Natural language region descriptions
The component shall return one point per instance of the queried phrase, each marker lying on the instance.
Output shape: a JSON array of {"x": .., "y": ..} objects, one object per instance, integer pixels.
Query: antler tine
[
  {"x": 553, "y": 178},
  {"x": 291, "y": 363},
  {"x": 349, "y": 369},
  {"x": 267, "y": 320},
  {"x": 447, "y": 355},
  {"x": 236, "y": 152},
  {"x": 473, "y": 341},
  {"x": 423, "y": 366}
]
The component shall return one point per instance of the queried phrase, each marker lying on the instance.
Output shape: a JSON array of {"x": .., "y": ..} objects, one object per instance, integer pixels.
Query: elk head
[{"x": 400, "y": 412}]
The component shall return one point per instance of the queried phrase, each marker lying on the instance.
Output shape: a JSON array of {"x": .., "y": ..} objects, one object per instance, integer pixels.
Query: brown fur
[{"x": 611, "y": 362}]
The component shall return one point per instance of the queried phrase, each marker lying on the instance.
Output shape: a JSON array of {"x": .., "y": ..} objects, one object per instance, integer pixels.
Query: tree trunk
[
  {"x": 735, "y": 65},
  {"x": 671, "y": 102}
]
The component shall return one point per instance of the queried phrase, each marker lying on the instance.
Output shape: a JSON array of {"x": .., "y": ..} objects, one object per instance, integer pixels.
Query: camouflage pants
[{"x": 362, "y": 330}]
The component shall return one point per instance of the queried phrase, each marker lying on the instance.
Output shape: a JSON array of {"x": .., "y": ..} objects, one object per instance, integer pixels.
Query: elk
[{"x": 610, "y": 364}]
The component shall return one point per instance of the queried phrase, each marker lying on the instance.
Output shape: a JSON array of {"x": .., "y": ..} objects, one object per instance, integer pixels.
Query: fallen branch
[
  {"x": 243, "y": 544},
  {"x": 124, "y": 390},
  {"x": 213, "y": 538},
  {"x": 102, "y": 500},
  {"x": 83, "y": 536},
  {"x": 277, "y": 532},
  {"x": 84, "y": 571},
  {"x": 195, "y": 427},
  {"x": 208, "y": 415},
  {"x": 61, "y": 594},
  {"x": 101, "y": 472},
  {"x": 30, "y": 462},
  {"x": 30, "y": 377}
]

Instructions to follow:
Would you reproduce every record above exactly as it appears?

Answer to this exercise:
The component shall return one point per instance of the queried phrase, each marker lying on the instance.
Output shape: a JSON array of {"x": .., "y": ..} objects, one object per instance, integer pixels.
Query: antler tine
[
  {"x": 553, "y": 178},
  {"x": 291, "y": 363},
  {"x": 349, "y": 369},
  {"x": 267, "y": 320},
  {"x": 447, "y": 355},
  {"x": 236, "y": 152},
  {"x": 473, "y": 341},
  {"x": 423, "y": 366}
]
The component shall return one point per instance of the queried phrase, each marker lying on the instance.
Output shape: a JSON array of {"x": .., "y": ..} objects, one object per instance, integer pixels.
Query: elk head
[{"x": 400, "y": 412}]
The component shall return one point per instance of the queried phrase, each marker lying on the instance.
Output shape: a JSON array of {"x": .., "y": ..} objects, one object per instance, integer pixels.
Query: brown fur
[{"x": 611, "y": 362}]
The component shall return one point per instance of the queried phrase, each marker lying on the instance.
Output shape: a JSON array of {"x": .., "y": ..} objects, one object per instance, integer pixels.
Query: tree trunk
[
  {"x": 735, "y": 65},
  {"x": 671, "y": 102}
]
The component shall return one point per instance of the queried phrase, each marker lying on the instance.
Output shape: a JSON array of {"x": .., "y": ..} objects, one object per instance, integer pixels.
Query: camouflage pants
[{"x": 362, "y": 330}]
The component shall return one point per instance of the queried phrase, each marker lying on the instance.
Output shape: a JSON array of {"x": .., "y": ..} objects, one object per instance, integer pixels.
Query: elk
[{"x": 610, "y": 364}]
The component shall return one point per instance of the queried phrase, each marker lying on the instance.
Output shape: a JSON array of {"x": .., "y": ..} objects, one object per instance, integer pixels.
Query: fallen branch
[
  {"x": 243, "y": 544},
  {"x": 124, "y": 390},
  {"x": 213, "y": 538},
  {"x": 102, "y": 500},
  {"x": 83, "y": 536},
  {"x": 277, "y": 532},
  {"x": 84, "y": 571},
  {"x": 195, "y": 427},
  {"x": 208, "y": 415},
  {"x": 61, "y": 594},
  {"x": 101, "y": 472},
  {"x": 30, "y": 462},
  {"x": 30, "y": 377}
]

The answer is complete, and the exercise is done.